**What is required**
Identify every line in the rows below that contains the string "Target", and copy each of those lines.

───

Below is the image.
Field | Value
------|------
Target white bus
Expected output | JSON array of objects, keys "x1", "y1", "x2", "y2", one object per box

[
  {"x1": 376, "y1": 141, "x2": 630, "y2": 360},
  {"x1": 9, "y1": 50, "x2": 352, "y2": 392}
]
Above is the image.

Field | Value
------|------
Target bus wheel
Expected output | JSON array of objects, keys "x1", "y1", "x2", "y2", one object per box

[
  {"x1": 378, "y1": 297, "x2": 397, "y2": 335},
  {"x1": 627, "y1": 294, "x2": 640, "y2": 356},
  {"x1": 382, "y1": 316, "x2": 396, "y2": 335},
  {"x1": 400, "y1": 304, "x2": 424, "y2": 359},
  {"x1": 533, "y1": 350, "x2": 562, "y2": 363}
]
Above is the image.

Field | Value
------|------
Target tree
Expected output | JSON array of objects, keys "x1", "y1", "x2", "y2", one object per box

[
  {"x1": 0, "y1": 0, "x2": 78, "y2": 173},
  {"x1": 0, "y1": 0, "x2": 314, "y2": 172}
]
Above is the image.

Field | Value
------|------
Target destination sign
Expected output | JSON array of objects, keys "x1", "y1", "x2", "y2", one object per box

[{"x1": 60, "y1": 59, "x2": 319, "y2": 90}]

───

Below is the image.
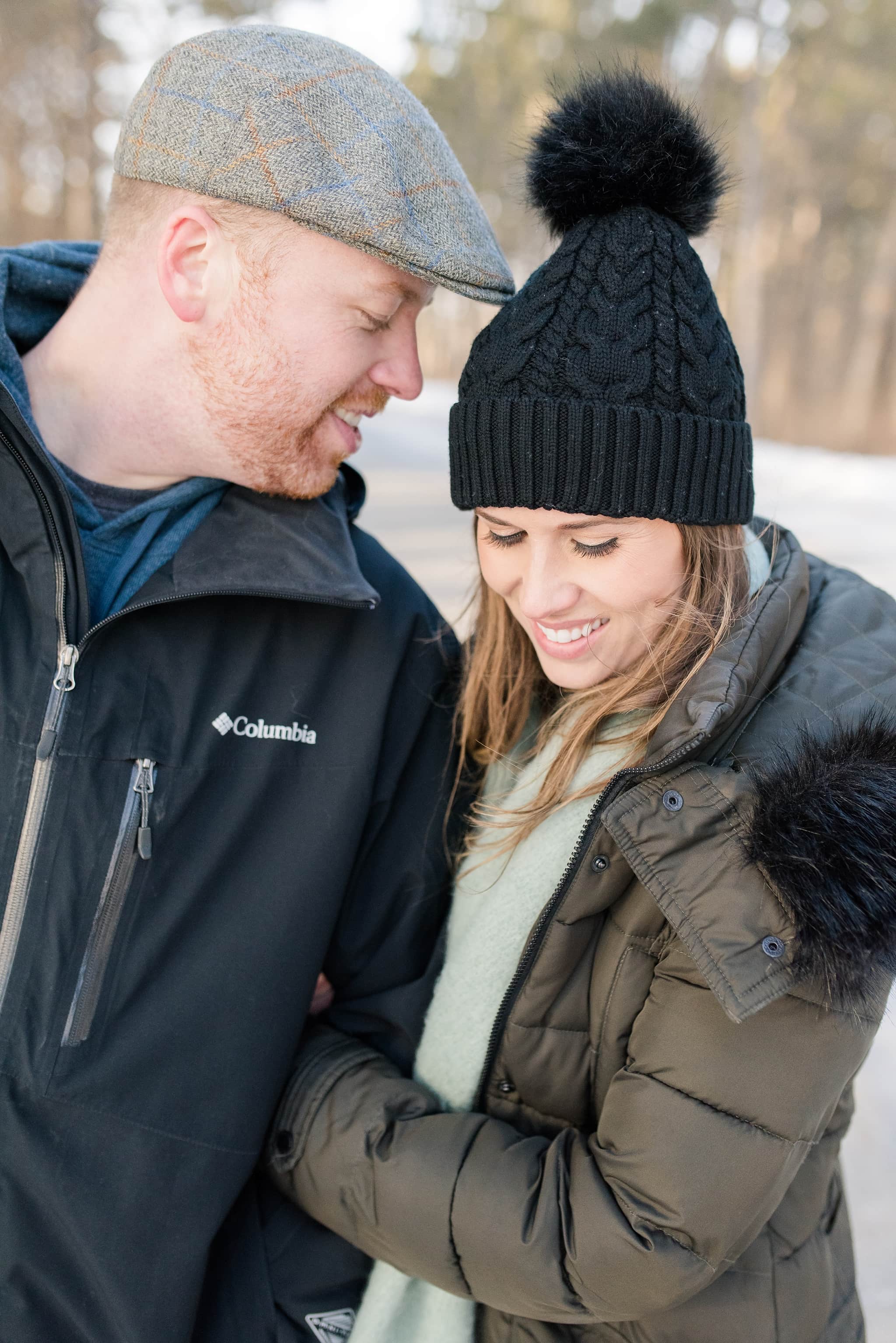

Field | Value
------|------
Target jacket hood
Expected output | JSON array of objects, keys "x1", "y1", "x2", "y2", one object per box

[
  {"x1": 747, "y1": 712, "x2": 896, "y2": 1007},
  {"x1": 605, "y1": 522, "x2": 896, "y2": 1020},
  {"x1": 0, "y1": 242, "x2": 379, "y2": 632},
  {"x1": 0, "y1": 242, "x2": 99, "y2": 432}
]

───

**Answer**
Target white bus
Target bus wheel
Target tree
Target destination sign
Target jacket hood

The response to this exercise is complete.